EXERCISE TASK –
In the SQLMesh environments doc below, what table name is used in a query to get data for the model `db.model_a` in the `my_dev` environment?

Update the Model Kinds doc page

docs/concepts/environments.md

@@ -5,8 +5,6 @@ SQLMesh differentiates between production and development environments. Currentl
 
 [Models](models/overview.md) in development environments get a special suffix appended to the schema portion of their names. For example, to access data for a model with name `db.model_a` in the target environment `my_dev`, the `db__my_dev.model_a` table name should be used in a query. Models in the production environment are referred to by their original names.
 
-By default, the [`sqlmesh plan`](plans.md) command targets the production (`prod`) environment.
-
 ## Why use environments
 Data pipelines and their dependencies tend to grow in complexity over time and so assessing the impact of local changes can become quite challenging. Pipeline owners may not be aware of all downstream consumers of their pipelines, or may drastically underestimate the impact a change would have. That's why it is so important to be able to iterate and test model changes using production dependencies and data, while simultaneously avoiding any impact to existing datasets and/or pipelines that are currently used in production. Recreating the entire data warehouse with given changes would be an ideal solution to fully understand their impact, but this process is usually excessively expensive and time consuming.
 
@@ -15,6 +13,8 @@ SQLMesh environments allow you to easily spin up shallow 'clones' of the data wa
 ## How to use environments
 When running the [plan](plans.md) command, the environment name can be supplied in the first argument. An arbitrary string can be used as an environment name. The only special environment name by default is `prod`, which refers to the production environment. Environment with names other than `prod` are considered to be development environments.
 
+By default, the [`sqlmesh plan`](plans.md) command targets the production (`prod`) environment.
+
 ### Example
 A custom name can be provided as an argument to create/update a development environment. For example, to target an environment with name `my_dev`, run:
 
@@ -26,7 +26,7 @@ A new environment is created automatically the first time a plan is applied to i
 ## How do environments work
 Whenever a model definition changes, a new model snapshot is created with a unique [fingerprint](architecture/snapshots.md#fingerprints). This fingerprint allows SQLMesh to detect if a given model variant exists in other environments or if it's a brand new variant. Because models may depend on other models, the fingerprint of a target model variant also includes fingerprints of its upstream dependencies. If a fingerprint already exists in SQLMesh, it is safe to reuse the existing physical table associated with that model variant, since we're confident that the logic that populates that table is exactly the same. This makes an environment a collection of references to model [snapshots](architecture/snapshots.md).
 
-Please refer to the [Plans](plans.md) page for additional details.

DATASET –
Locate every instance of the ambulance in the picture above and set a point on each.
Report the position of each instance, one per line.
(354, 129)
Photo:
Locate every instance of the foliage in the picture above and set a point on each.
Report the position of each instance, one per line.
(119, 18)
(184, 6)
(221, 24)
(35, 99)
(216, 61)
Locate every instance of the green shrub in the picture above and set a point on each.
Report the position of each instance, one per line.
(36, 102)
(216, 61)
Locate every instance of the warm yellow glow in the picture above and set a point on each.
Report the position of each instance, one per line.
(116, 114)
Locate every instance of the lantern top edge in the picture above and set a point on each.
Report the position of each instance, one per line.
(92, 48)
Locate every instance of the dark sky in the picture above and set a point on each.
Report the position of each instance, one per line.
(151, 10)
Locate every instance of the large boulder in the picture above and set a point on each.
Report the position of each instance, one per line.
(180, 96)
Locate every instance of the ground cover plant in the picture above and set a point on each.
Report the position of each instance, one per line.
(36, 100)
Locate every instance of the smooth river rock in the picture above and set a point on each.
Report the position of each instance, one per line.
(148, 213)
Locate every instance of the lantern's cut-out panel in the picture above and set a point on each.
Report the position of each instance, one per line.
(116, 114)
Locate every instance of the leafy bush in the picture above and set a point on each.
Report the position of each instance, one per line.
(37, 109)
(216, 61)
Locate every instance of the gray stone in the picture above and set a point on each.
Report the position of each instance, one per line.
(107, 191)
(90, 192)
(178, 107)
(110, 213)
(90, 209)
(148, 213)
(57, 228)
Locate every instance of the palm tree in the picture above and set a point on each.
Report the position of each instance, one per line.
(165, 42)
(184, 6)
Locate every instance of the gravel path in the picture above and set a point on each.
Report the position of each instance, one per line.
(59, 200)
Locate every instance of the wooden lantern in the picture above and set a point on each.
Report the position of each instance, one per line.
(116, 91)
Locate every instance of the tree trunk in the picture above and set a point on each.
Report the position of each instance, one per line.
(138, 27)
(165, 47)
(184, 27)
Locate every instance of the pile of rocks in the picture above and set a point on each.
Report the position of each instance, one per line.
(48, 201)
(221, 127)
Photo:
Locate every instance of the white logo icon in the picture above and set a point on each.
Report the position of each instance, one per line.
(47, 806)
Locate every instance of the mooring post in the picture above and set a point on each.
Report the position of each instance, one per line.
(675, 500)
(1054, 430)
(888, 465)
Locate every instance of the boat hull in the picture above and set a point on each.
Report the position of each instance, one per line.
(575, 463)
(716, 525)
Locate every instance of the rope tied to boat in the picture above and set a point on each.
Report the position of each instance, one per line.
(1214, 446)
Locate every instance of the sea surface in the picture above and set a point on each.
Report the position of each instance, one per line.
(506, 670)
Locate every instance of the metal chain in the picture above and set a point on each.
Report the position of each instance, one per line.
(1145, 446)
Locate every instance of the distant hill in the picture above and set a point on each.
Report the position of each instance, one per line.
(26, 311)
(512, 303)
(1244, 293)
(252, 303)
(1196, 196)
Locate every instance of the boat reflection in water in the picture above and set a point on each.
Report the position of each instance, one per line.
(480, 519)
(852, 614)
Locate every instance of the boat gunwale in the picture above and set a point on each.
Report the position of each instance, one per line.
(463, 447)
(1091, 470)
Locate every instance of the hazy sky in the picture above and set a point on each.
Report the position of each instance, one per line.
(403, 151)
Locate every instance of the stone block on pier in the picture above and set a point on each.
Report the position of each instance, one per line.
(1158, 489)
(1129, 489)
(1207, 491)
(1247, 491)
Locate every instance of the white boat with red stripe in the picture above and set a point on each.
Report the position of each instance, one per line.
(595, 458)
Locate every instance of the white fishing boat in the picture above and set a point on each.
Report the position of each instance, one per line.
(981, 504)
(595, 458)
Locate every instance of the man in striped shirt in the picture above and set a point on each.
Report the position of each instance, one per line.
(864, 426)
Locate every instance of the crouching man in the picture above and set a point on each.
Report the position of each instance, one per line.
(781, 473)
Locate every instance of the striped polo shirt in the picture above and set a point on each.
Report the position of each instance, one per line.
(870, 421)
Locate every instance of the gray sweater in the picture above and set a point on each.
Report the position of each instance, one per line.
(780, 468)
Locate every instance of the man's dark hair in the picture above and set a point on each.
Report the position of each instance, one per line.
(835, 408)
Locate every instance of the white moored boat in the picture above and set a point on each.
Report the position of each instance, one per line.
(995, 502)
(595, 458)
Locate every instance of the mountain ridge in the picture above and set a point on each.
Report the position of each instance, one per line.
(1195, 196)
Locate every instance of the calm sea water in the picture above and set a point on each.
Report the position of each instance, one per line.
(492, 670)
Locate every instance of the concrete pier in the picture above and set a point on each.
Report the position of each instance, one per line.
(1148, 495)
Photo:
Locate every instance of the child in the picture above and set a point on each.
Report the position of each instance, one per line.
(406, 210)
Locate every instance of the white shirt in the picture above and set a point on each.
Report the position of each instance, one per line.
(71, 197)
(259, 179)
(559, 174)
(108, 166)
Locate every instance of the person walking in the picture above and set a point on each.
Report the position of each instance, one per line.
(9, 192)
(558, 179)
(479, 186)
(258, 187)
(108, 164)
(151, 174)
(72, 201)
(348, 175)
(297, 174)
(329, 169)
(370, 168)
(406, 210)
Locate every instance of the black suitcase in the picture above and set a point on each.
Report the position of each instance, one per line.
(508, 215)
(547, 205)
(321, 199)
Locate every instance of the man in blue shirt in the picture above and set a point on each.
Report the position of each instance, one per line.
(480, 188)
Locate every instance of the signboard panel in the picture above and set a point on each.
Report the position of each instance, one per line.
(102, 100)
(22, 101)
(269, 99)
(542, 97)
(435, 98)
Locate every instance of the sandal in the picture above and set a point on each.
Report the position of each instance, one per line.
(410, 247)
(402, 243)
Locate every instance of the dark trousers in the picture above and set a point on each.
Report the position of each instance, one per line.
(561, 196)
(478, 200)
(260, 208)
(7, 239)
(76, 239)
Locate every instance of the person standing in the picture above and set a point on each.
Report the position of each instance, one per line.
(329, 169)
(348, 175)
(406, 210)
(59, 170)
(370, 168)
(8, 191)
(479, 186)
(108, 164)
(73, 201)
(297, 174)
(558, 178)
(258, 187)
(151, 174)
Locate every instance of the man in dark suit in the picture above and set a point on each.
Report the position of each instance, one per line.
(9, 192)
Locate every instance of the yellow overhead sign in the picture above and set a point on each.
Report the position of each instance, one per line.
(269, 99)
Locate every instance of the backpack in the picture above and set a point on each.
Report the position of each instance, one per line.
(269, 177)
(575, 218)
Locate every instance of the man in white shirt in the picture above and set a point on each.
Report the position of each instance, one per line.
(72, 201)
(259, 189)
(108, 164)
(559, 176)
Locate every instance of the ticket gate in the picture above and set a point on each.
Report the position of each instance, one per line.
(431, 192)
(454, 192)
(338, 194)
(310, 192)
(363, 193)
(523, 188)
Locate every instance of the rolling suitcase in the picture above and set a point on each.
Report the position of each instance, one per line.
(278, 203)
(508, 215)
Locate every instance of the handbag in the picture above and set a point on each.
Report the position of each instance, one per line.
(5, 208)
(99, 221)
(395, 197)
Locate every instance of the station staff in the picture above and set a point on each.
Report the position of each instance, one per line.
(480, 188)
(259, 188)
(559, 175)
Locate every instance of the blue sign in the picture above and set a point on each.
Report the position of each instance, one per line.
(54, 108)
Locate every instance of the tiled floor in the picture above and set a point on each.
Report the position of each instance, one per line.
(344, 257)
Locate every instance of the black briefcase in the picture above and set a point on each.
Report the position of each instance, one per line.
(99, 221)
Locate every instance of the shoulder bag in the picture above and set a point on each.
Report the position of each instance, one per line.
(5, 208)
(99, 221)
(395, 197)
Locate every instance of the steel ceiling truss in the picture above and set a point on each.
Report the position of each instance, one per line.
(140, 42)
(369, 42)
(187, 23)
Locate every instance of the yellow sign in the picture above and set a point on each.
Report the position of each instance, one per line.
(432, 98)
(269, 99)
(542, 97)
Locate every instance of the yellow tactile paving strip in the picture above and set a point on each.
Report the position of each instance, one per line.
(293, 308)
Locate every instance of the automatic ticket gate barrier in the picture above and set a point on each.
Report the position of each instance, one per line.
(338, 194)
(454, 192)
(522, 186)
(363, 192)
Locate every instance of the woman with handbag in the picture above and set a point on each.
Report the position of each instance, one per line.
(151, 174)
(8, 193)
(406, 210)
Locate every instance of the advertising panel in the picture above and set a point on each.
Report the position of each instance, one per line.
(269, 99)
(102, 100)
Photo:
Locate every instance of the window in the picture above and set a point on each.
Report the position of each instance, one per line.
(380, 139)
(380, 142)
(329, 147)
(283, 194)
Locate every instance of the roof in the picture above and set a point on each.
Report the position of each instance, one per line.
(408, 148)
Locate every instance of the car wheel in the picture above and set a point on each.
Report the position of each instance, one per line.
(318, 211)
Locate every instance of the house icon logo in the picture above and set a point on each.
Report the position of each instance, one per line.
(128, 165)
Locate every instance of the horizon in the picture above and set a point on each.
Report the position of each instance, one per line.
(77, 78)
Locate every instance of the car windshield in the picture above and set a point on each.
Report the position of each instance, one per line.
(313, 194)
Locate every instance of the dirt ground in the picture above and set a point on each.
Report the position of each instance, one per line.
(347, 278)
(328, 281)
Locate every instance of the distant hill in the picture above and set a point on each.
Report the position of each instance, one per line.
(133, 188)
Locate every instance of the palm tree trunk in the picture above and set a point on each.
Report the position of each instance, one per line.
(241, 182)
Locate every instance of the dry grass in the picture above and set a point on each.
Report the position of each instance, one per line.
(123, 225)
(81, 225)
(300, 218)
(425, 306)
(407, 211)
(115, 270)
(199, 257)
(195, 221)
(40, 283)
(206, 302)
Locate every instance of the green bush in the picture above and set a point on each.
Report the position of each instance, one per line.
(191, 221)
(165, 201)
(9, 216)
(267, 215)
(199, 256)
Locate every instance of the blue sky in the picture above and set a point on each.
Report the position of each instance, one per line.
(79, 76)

COMPLETED EXERCISE –
`db__my_dev.model_a`